**EXERCISE DETAILS**.
Nothing but the lines from the one containing "of the decorative" to the end of the records below should be output, each exactly as written.
DATA TO EXAMINE START
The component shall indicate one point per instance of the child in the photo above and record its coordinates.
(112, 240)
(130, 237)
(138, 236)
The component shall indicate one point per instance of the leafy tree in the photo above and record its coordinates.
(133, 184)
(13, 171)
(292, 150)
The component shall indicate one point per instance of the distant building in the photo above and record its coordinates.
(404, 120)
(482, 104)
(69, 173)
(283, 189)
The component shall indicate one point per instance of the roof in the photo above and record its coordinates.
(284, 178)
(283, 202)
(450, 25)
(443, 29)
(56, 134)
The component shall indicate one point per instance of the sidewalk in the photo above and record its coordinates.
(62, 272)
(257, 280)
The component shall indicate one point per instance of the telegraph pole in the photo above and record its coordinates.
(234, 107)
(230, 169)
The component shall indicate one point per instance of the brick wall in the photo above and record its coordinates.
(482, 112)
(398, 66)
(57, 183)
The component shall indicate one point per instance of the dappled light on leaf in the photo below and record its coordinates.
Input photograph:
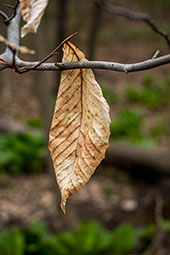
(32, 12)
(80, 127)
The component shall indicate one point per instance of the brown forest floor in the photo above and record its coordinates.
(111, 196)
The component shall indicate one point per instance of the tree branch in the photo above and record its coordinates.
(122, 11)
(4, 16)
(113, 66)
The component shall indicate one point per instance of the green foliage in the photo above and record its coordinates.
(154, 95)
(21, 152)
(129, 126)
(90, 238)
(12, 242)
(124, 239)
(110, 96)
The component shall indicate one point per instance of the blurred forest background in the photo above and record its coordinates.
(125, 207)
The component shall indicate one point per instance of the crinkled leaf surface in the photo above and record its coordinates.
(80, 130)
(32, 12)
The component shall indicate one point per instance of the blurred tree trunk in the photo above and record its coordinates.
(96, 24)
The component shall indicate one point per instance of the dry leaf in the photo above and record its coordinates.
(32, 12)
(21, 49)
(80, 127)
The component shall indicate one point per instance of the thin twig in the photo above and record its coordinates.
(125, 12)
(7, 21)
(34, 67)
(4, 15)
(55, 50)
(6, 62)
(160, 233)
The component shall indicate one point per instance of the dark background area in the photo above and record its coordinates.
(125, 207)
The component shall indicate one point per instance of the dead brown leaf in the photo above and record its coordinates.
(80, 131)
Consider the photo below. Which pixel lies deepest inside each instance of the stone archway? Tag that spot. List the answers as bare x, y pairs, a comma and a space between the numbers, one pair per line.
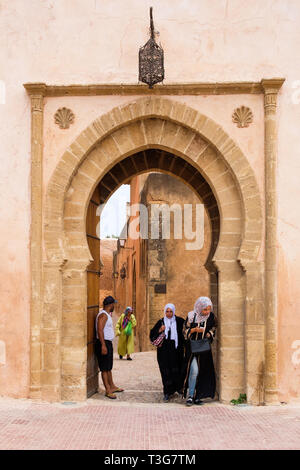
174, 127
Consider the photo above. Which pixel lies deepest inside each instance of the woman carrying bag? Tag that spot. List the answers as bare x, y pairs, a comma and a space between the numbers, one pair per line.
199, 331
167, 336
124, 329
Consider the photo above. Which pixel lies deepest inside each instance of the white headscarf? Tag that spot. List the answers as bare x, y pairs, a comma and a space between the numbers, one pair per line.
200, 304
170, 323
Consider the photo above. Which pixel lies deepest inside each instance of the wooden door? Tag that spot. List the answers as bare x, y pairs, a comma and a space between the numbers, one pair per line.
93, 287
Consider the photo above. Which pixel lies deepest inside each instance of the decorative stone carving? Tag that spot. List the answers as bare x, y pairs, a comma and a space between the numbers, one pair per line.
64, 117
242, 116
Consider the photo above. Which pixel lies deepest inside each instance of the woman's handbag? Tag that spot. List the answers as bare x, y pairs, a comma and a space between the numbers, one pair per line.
DATA TO EXAMINE END
**RESULT OF THIS TASK**.
Consider the photo above. Which pixel lies deepest inside each instance of the decorative stone carving? Tag that spot. List the answers as bare x, y pairs, a comma and a space between the numbers, one pair per line.
64, 117
242, 116
Consider the photo above. Which pixel lies deepest inside each instance of the woman's handbag? Tag that spot. List the answers as bare x, y pairs, a comma and a space between the numbers, one pair per line.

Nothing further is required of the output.